> _Aim_
List every line in the data below that contains the word "Please". Uppercase and lowercase letters must match.

> _Extracted records_
☆ ☆ ☆ ☆ ☆ ☆ ☆

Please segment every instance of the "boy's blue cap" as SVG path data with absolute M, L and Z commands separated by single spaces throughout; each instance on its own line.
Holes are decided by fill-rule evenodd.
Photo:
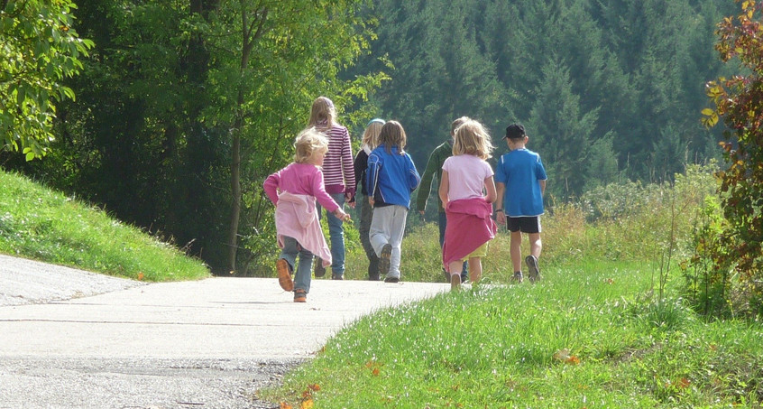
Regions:
M 387 121 L 385 121 L 385 120 L 383 120 L 383 119 L 382 119 L 382 118 L 373 118 L 373 119 L 372 119 L 372 120 L 368 121 L 368 124 L 366 124 L 366 125 L 365 125 L 365 127 L 369 127 L 369 126 L 371 125 L 371 124 L 373 124 L 374 122 L 378 122 L 378 123 L 380 123 L 380 124 L 382 124 L 382 125 L 384 125 L 384 124 L 386 124 L 386 123 L 387 123 Z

☆ ☆ ☆ ☆ ☆ ☆ ☆

> _Response to the task_
Please segment every instance of the "boy's blue cap" as SVG path data with absolute M, L and Z commands separated by single spaces throughout; each instance on its own line.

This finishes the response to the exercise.